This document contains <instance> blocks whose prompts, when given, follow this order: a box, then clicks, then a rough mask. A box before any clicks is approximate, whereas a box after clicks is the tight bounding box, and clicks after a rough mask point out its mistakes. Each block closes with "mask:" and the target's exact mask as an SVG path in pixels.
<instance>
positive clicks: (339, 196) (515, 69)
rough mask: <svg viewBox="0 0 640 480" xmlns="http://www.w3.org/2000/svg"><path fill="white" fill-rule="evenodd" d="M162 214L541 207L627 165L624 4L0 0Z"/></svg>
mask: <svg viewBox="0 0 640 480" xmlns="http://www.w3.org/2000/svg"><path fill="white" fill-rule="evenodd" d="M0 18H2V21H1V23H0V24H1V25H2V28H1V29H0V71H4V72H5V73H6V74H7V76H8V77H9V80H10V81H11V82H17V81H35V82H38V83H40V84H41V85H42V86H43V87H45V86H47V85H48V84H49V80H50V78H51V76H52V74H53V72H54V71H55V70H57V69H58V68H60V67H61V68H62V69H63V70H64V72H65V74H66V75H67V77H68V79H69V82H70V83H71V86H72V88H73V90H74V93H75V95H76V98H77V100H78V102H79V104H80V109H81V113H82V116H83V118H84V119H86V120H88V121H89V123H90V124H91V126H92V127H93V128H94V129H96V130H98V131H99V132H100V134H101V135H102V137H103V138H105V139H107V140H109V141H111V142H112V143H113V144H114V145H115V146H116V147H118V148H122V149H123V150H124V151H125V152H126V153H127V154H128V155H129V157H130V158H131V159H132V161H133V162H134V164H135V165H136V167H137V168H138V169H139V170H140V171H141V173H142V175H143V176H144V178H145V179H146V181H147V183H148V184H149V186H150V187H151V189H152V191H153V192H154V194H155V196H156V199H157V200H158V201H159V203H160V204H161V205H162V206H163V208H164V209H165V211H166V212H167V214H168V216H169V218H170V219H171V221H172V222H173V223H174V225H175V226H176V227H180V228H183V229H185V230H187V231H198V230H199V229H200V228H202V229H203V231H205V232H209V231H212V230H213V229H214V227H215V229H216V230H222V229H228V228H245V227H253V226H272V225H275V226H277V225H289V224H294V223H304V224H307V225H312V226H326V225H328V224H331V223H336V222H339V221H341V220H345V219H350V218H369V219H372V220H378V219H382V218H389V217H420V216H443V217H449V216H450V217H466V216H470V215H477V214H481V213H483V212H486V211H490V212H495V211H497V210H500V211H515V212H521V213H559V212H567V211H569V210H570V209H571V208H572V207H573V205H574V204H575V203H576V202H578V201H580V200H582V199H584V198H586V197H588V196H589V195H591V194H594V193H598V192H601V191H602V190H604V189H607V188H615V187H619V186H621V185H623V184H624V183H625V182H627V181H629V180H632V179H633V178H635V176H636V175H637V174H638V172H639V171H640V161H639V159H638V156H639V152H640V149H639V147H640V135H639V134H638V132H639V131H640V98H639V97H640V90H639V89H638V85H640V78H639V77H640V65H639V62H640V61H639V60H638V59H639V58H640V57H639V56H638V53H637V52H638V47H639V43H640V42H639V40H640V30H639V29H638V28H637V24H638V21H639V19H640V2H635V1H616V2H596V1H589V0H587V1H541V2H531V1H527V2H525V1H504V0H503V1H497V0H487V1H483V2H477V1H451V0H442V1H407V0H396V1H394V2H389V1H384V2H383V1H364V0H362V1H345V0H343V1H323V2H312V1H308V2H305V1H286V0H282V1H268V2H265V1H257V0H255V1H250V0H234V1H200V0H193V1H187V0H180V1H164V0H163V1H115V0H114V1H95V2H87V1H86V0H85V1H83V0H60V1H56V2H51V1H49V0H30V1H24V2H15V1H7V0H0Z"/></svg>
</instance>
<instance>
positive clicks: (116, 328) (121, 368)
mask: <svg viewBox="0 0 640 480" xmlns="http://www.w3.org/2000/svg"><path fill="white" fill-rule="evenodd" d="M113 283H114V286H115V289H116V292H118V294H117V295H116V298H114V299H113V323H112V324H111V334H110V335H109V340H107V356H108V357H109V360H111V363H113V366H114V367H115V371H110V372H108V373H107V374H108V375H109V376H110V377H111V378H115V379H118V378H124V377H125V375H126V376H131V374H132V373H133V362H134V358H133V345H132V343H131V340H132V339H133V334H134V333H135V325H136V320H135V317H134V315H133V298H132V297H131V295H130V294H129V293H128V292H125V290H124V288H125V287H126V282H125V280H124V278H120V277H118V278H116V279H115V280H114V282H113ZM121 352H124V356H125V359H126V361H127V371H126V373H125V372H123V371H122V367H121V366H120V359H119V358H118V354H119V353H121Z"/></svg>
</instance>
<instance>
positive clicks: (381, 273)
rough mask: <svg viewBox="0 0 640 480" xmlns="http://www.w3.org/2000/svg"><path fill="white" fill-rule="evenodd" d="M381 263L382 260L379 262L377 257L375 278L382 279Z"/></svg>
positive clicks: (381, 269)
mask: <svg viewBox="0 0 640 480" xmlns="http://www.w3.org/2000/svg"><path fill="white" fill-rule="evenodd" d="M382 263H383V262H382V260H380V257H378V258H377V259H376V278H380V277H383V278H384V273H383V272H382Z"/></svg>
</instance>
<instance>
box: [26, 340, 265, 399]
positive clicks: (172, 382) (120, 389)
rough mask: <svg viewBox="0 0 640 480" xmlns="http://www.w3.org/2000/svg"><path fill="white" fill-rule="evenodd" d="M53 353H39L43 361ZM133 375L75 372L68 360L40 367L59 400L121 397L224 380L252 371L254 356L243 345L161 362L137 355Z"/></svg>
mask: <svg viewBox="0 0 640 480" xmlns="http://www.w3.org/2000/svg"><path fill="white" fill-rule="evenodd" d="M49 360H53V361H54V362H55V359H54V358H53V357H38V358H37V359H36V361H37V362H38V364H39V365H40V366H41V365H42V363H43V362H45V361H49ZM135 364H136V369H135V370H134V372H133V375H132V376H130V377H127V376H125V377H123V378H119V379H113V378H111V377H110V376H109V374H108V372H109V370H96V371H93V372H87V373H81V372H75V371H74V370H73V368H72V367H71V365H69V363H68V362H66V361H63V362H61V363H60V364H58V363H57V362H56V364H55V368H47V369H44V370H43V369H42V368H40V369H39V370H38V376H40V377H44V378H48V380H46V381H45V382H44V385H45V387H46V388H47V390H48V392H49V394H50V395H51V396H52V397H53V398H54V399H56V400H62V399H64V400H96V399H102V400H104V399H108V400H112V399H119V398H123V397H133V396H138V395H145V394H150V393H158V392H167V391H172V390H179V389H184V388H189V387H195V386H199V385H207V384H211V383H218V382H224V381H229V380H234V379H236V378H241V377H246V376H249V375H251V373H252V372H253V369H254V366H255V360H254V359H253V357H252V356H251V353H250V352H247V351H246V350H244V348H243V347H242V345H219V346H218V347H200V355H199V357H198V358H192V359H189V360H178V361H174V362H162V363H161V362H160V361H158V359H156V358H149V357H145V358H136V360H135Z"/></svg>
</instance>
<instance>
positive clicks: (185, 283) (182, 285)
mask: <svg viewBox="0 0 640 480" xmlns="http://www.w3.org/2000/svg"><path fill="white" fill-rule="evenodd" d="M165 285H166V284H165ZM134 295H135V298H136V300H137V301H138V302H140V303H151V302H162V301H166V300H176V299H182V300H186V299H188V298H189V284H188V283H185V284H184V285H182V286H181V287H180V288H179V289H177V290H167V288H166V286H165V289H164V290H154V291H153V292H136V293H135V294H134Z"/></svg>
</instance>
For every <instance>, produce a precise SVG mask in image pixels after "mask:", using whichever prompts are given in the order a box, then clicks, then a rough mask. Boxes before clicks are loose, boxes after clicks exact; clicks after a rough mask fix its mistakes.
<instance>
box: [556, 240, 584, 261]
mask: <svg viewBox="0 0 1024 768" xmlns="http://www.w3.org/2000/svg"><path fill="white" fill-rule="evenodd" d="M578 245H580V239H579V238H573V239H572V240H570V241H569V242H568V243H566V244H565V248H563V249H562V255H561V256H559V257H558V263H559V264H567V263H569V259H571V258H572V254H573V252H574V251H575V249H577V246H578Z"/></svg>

━━━

# WORK ORDER:
In the listing above, the line with "For every <instance>, produce" and every line after it must be set down word for word, and no other line.

# EXERCISE RESPONSE:
For every <instance>, produce a precise SVG mask in image pixels after "mask:", using whichever prompts are given in the order a box, then clicks, then a rough mask. Boxes before clicks are loose, boxes after clicks exact; clicks after a rough mask fix its mistakes.
<instance>
box: [556, 240, 584, 261]
mask: <svg viewBox="0 0 1024 768" xmlns="http://www.w3.org/2000/svg"><path fill="white" fill-rule="evenodd" d="M578 245H580V239H579V238H573V239H572V240H570V241H569V242H568V243H566V244H565V248H563V249H562V255H561V256H559V257H558V263H559V264H567V263H569V259H571V258H572V254H573V252H574V251H575V249H577V246H578Z"/></svg>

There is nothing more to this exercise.